* _Part of a data file_:

## Begin

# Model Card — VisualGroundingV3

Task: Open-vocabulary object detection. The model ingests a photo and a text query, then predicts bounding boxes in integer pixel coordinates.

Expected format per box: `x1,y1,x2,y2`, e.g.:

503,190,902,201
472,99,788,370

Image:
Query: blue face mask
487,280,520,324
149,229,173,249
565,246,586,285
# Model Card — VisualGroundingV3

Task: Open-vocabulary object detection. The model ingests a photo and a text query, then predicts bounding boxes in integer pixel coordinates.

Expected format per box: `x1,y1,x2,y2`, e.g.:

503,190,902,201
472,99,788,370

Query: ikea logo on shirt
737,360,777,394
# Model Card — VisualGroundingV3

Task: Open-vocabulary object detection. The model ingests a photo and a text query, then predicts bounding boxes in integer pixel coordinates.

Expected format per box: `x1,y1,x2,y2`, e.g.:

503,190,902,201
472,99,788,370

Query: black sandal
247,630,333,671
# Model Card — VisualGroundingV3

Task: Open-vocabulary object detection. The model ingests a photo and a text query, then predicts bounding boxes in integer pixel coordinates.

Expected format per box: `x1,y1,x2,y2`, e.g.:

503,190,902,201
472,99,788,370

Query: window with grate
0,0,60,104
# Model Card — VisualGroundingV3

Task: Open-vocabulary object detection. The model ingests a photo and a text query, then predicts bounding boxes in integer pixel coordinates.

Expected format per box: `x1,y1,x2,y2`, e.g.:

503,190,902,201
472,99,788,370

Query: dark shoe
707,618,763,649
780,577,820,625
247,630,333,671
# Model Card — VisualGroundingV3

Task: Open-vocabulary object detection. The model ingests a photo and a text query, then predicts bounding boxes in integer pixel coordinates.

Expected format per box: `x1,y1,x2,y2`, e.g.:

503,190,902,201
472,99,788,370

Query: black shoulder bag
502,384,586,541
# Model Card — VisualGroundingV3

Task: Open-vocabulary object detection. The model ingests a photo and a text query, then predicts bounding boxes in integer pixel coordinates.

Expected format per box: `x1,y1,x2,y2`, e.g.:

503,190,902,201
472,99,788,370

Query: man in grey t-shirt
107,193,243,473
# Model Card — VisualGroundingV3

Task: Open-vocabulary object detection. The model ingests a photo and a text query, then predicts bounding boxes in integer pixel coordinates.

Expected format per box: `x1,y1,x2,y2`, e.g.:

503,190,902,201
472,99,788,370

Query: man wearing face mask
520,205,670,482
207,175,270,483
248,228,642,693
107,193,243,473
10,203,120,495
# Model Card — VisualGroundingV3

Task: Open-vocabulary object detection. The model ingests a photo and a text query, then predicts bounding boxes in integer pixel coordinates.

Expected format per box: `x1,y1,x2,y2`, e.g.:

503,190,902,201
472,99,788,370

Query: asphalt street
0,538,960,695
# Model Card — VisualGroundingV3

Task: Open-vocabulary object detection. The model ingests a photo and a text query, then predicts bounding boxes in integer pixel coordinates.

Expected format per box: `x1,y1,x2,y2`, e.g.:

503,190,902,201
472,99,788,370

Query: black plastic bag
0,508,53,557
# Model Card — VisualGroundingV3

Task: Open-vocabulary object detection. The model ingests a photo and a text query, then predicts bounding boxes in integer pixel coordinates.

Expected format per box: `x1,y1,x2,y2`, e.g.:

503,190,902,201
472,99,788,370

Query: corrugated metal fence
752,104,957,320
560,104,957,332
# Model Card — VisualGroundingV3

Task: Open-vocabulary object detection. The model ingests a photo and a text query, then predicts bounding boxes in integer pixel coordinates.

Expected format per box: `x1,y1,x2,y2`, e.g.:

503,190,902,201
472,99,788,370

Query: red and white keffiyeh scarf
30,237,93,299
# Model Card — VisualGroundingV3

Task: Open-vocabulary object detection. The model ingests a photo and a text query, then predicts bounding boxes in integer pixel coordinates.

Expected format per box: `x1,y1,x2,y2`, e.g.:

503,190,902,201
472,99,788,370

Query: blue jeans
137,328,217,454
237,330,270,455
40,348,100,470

## End

* _YOUR TASK_: Copy out every one of these rows without changing anything.

* _FINAL RESULT_:
# Model Card — VisualGroundingV3

Task: Open-vocabulary object detection. The model ingests a photo and a text query, then predicts bounding boxes in integer pixel coordinates.

Expected format per box: `x1,y1,x2,y2`, e.g.:

503,190,902,201
472,99,788,370

Image:
Query: blue face mask
487,280,520,324
149,229,173,249
565,246,586,285
# Model Card — VisualGroundingV3

Task: Open-vocabulary object detection. The model ingests a photo and a text query, then predicts bounding boxes in integer pixel coordinates.

Expected format per box: `x1,y1,x2,y2`, e.g.:

503,190,902,201
472,99,788,370

Query: ikea logo on shirt
737,360,777,394
# Model Card — VisualGroundingV3

Task: Open-vocabulary object detection. The model ingests a photo and a text query, then predicts bounding boxes in integer pixel coordinates.

Expected format per box: `x1,y1,x2,y2`, e.g.:

503,190,902,201
472,99,788,370

Query: black sandal
247,630,333,671
# Model Card — VisualGroundingV3

Task: Open-vocabulary object detection. The model ingests a photo and a text query, then predicts bounding boxes in integer pixel coordinates.

Expected format per box: `x1,y1,x2,y2`, e.g.:

503,190,902,201
472,99,788,370

Query: window with grate
0,0,60,104
# Model Card — VisualGroundingV3

Task: Open-vocabulary object detection. The model ingests a photo and a text query, then predicts bounding boxes in integer pixel coordinates.

Expected format per box: `x1,y1,x2,y2`, e.g.:

503,190,902,201
472,99,788,370

Query: dark shoe
707,618,763,649
780,577,820,625
247,630,333,671
# Model Card — VisualGroundingV3

Task: Open-vocabulary object detection. The model ingests a photo and a text query, then predicts bounding boxes in integer pixel coordinates.

Expected format per box: `x1,y1,x2,y2`, e.g.:

503,190,902,201
472,99,788,370

Query: black shoulder bag
502,384,586,541
# Model Card — VisualGroundingV3

Task: Open-vocabulary object detection. The model ingests a photo and a text query, then predicts bounding boxes in integer pixel coordinates.

Expected format per box: `x1,y1,x2,y2`, e.g.:

503,190,902,201
472,99,788,370

Query: man in grey t-shirt
107,193,243,473
# Model Card — VisualGroundingV3

Task: Open-vocabulary object detection. The model ingests a photo and a text query, then predicts bounding boxes in integer pixel coordinates.

Expected format per box: `x1,y1,x2,y2`, e.g.:

503,190,902,201
472,99,788,370

Query: man wearing face mask
520,205,670,482
207,175,270,483
248,228,642,693
107,193,243,473
10,203,120,495
# Model Card — VisualGroundingV3

Task: Open-vocabulary object detection. The model ingests a photo and a text query, then predicts bounding boxes in integer pixel coordinates.

Expected format per box: `x1,y1,x2,y2`, e.g.:

503,190,902,201
472,99,788,370

Query: asphalt street
0,538,960,695
# Model Card — VisualGroundingV3

Task: Open-vocabulary object detection. The model ingests a photo and a text query, then predicts bounding boxes in integer pixel coordinates.

Expected format per box: `x1,y1,x2,y2`, e.g.:

503,190,902,201
472,99,788,370

Query: black plastic bag
0,508,53,557
# Model Card — VisualGroundingV3

Task: Open-vocabulary object detection. The model ingests a photo and a text query, then predicts bounding boxes in integer pixel coordinates.

Expected format per box: `x1,y1,x2,y2`, e.g.:

503,190,902,201
472,99,788,370

Query: corrugated metal fence
752,104,957,320
560,104,957,332
# Model Card — VisualGroundingV3

Task: Open-vocabulary object detection. The model ingests a photo and a text query, then predicts bounding boxes in integer pixel coordinates.

Expected format per box: `x1,y1,x2,y2`, e.g.:

503,190,902,201
472,99,788,370

Query: red and white keffiyeh scarf
30,237,93,299
# Model Card — VisualGroundingV3

Task: Open-vocabulary object detection. The model ingests a photo and a text query, then predicts bounding boxes in integer pixel coordinates.

Expected format per box: `x1,y1,x2,y2`, e.g.:

503,190,902,201
472,99,788,370

Query: blue jeans
137,328,217,454
237,330,270,455
40,348,100,470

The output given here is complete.